Dubbing this phenomenon “Digital Aging,” he held a competition for USC Leonard Davis School students and staff to help design the best possible aging-friendly mobile app. Awarding winners an iPad and runners-up iPods and iPhones, Cohen announced the results at the School’s annual holiday party.

With a slew of exciting proposals that included medication reminders, home and environment modification safety alerts, end-of-life care assistance and memoir-creation technology, honorable mentions went to doctoral students Jeff Laguna and Patrick Beck, staffer Jana Peretti and undergrads Carin Wong and Cameron Chalfant.

“This was a wonderful opportunity for students to engage in innovative approaches to helping the aging population,” Beck said.

Second runner-up was doctoral student Alison Balbag, who suggested an app called “MyTunes” that would provide musical therapy for patients suffering from Alzheimer’s disease. First runner-up was undergrad Sahar Edalati, who proposed an app to help older adults locate any lost item, from pill bottles to keys, using GPS technology.

Dean Cohen with App Competition Winner Marguerite DeLiema.

The winners were doctoral student Marguerite DeLiema and grad student Allison Young, who teamed up to propose an app to aid first responders to elder abuse, as well the older adult impacted by it.

“We’re hoping this tool can be used to help guide whether or not the case meets criteria for elder abuse and help first responders identify the nearest agencies to connect older adults for assistance and support,” DeLiema said. “We want to help a vulnerable person become more embedded in their community as well as to help people become more knowledgeable about detecting elder abuse and what to do.”

This concept sparked so much interest from USC Leonard Davis School faculty members that DeLiema and Young are hoping to expand the idea to include a cognitive screening for older adults who may seem to be self-sufficient but may actually be vulnerable to certain frauds and scams.

“In the spirit of interdisciplinary collaboration for which our School is famous, I plan on bringing in USC’s computer science, art, design and engineering experts to help make these apps a reality,” Cohen said. “Social media and cutting-edge technology offers older adults such amazing opportunities and assets, and I am so proud of the creative, ingenious solutions our students suggested.”

### Exercise instructions
In one to three sentences, use the article on the aging-friendly app competition to explain why DeLiema and Young hope to expand their app idea and what they would add.

### Data for review
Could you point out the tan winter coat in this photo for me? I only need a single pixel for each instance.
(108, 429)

---

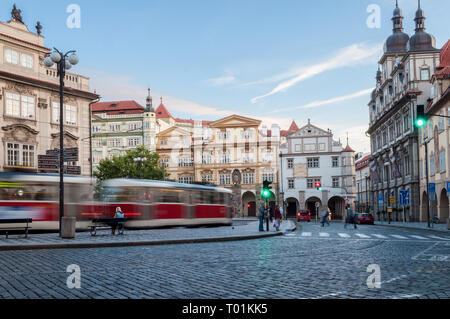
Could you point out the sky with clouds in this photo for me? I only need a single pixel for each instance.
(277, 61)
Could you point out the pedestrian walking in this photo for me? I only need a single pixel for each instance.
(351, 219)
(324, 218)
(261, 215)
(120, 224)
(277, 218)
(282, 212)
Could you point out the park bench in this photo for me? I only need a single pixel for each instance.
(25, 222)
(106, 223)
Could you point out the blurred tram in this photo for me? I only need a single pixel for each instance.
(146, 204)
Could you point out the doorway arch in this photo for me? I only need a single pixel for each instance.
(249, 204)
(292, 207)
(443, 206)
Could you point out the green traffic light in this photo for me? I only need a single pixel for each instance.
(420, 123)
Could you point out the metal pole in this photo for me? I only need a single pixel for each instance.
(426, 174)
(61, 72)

### Answer for this exercise
Their concept sparked so much interest from USC Leonard Davis School faculty members that they hope to expand it. They would add a cognitive screening for older adults who may seem self-sufficient but may actually be vulnerable to certain frauds and scams.